►
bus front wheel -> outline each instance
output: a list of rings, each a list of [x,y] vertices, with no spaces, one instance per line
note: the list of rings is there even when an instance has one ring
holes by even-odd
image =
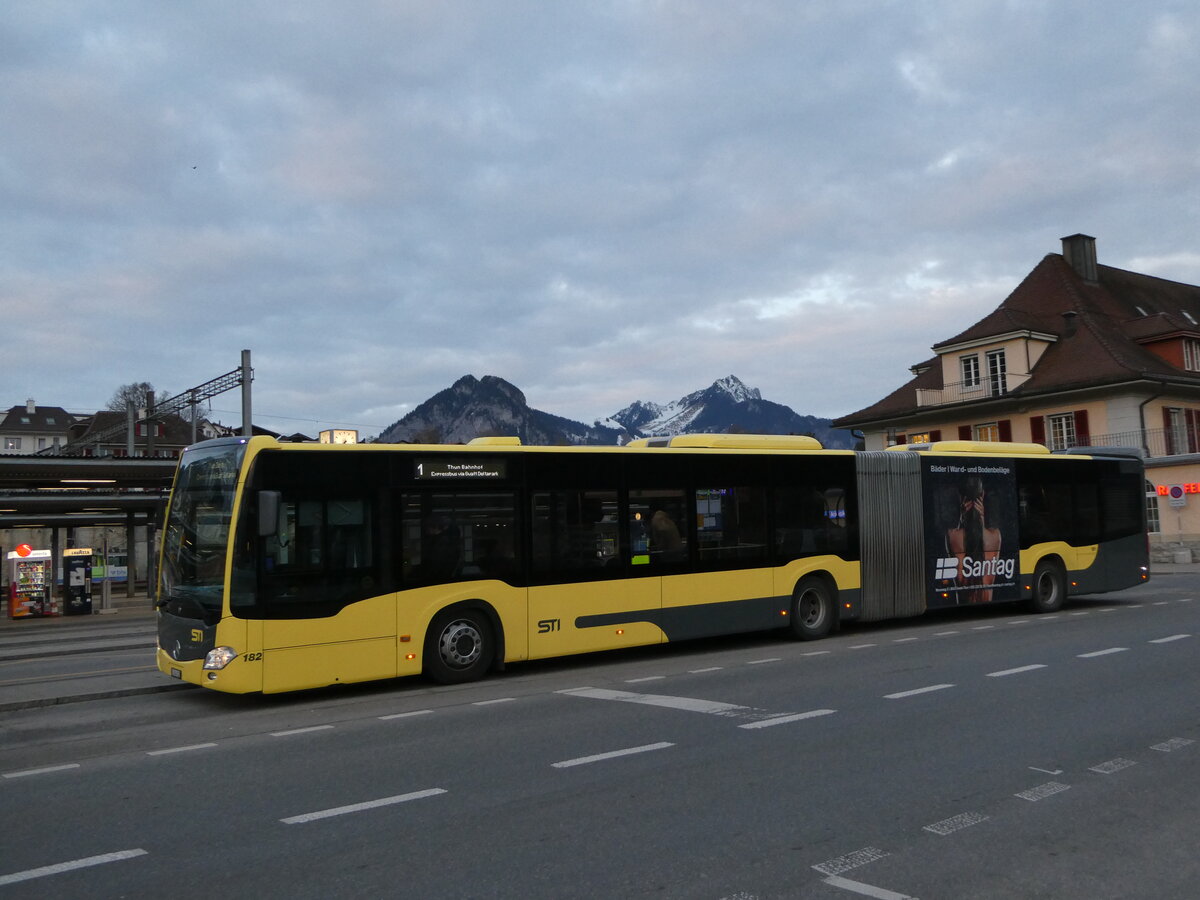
◄
What to work on: What is needed is an exact copy of every line from the one with "output: a list" to the end of the listing above, with the pictures left out.

The completed task:
output: a list of rings, each a list of [x,y] vertices, with no spaces, one instance per line
note: the list of rings is there even when an instance has one ring
holes by even-odd
image =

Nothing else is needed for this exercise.